### [EXCERPTED PASSAGE]
## BEGIN
For six years, people have told me I need to play Outer Wilds. They’ve told me that it’s one of the all-time greats. They’ve told me that I, personally, would love it. I had no doubt that I would, but… You know, that backlog is the damndest thing.

Well, I eventually did. Go me. I shared some thoughts on how the game felt so rewarding when I was just a few hours into it, but I was just a naive boy who had no idea how far this game would go. I finally wrapped it up, and it was an incredible experience, to say the least. Was it made even more dramatic by the fact that it was 5am when I sat there in awe as it all came to a close? Yes, probably, but I’d do it all over again in a heartbeat.

Once You Play Outer Wilds, You’ll Wish You Could Rewind Time And Do It Again

This Is The Section For People Who Haven’t Played It Yet

TG Outer Wilds mashup of key art.

Okay, so I know claiming that a game is one of the best experiences of all time is a big deal, but hear me out. If you haven’t played Outer Wilds – or better yet, don’t know anything about it – then the simplest thing I can say is to echo what everyone else who’s played it says: Play it. Go in with as little knowledge as possible, and you’ll have an incredibly captivating and rewarding experience of your own.

A sci-fi puzzle game where you take on the role of an explorer, setting off to discover a lot more than you signed up for, as you gradually piece things together and put your own methods to the test as you start to connect the many, many dots.

If you’ve played the recently popular Blue Prince but not Outer Wilds, I couldn’t recommend a better game to jump into next.

As much as I want to sit here and convince everyone who hasn’t played it to play it, I’m hesitant to say anything to sell it, which is always difficult. Like me, you’ll just have to trust the droplets of water and release those floodgates for yourself – and you’ll be so glad you did. Trust me.

Outer Wilds Does Things Like No Other Game Out There

This Is The Section For People Who Have Played It [SPOILERS]

A space ship landed on a planets surface in Outer Wilds. The huge sun can be seen in the background.
## END
### [DATASET CONTENT]
## BEGIN
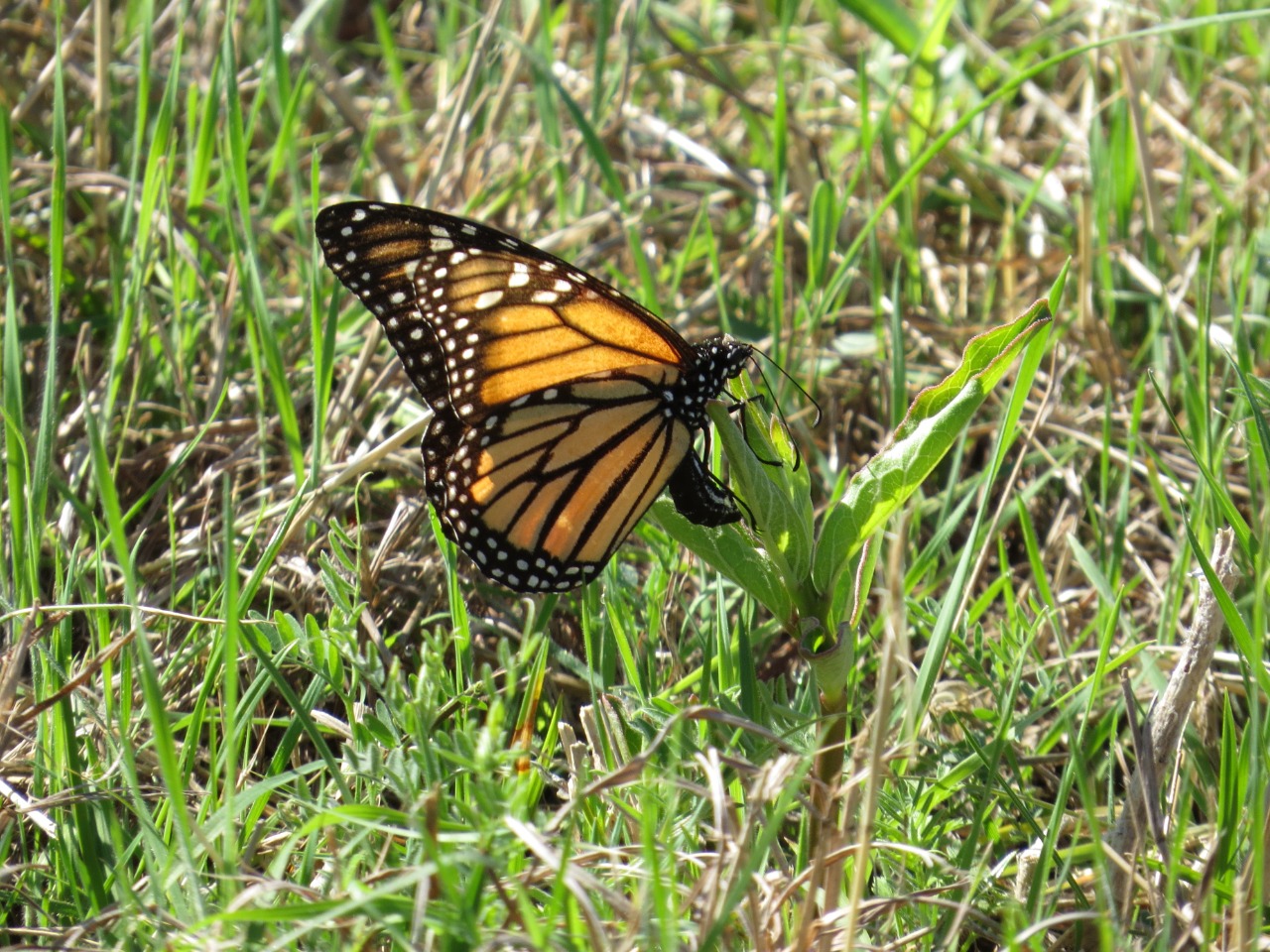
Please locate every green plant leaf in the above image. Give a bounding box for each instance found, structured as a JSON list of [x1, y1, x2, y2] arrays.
[[813, 298, 1051, 594]]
## END
### [WHAT YOU WILL DO]
[1] Say whether each statement agrees with the Outer Wilds review. Answer yes or no for each, and quote the words of the review that decide it.
(a) The writer finished the game at 5am.
(b) The writer advises readers to learn as much as they can about the game before starting it.
(c) People had been urging the writer to play the game for ten years.
[2] Write the next part of the Outer Wilds review, picking up after its last line.

### [PER-TASK OUTPUTS]
[1]
(a) Yes: "it was 5am when I sat there in awe as it all came to a close"
(b) No: "Go in with as little knowledge as possible"
(c) No: "For six years, people have told me I need to play Outer Wilds."

[2]
Seriously, if you haven’t played it yet, stop here. Nothing I’m going to tell you here will sell the experience more than it will ruin it.

Alright, allow me to talk about my actual experience with this game.

Very few moments in games will leave me shocked to the point of dropping my jaw. Usually, it’ll be spectacular visuals and incredible set pieces, utilising action and scale like nothing ever depicted. A culmination of a journey, like the endings of Tears of the Kingdom or Death Stranding 2; something truly grand in every manner of the word.

However, Outer Wilds had me shocked to that degree time and time again, purely because the ideas that it had me formulate worked. The discoveries, the theorising, the puzzling obstacles, and those moments you try something you’ve been pondering for hours, for many cycles of the time loop, and it clicks. It works. No other game has felt as rewarding as those moments, be it other puzzle games or overcoming difficult boss fights.

With each Quantum rule I discovered, I was in disbelief as I put them to the test. The moment I finally landed on the Quantum Moon, I was overjoyed. When I finally learned Quantum Entanglement and worked out how to navigate the Quantum Moon, I’m pretty sure I sat back in my chair to process the relief for a moment. That element of sci-fi mystery felt so incredible to me, bolstered by the fact that you could witness the Quantum Moon and shards (or not witness, more accurately) doing the unimaginable. Somehow existing and not existing, relocating in the blink of an eye. Sure, horror games have used this method for scares, but for science fiction, it’s fascinating as much as terrifying.

These moments of shock continued beyond the Quantum elements, too. When I figured out the towers on the Ash Twin and their correlations, it was wonderful. More so was piecing together the rules I’d learned about warp technology to jump into the Ash Twin center at the last possible second. The moment that worked, I actually gasped and probably came quite close to tipping my chair.

But then we have the ending. It’s not happy, it’s not sad, and it’s endlessly terrifying, but it’s also peaceful. It’s a calm acceptance of the end of time and taking part in the birth of something new. You’re greeted with assembling everyone you know to play music, likely in the time between their lives and their inevitable deaths, as they prepare for something new that they may not get to witness – but they do get to witness the start, as they do the end.

Outer Wilds’ ending was the least rewarding part of the entire experience, but I couldn’t be happier with that. It didn’t need to give me closure, give me happiness, or give me the solution. The solutions were the dozens I’d pieced together over the course of the game. The result was the thing I could never stop, but merely understand. I couldn’t fix the universe, but I could make way for a new one.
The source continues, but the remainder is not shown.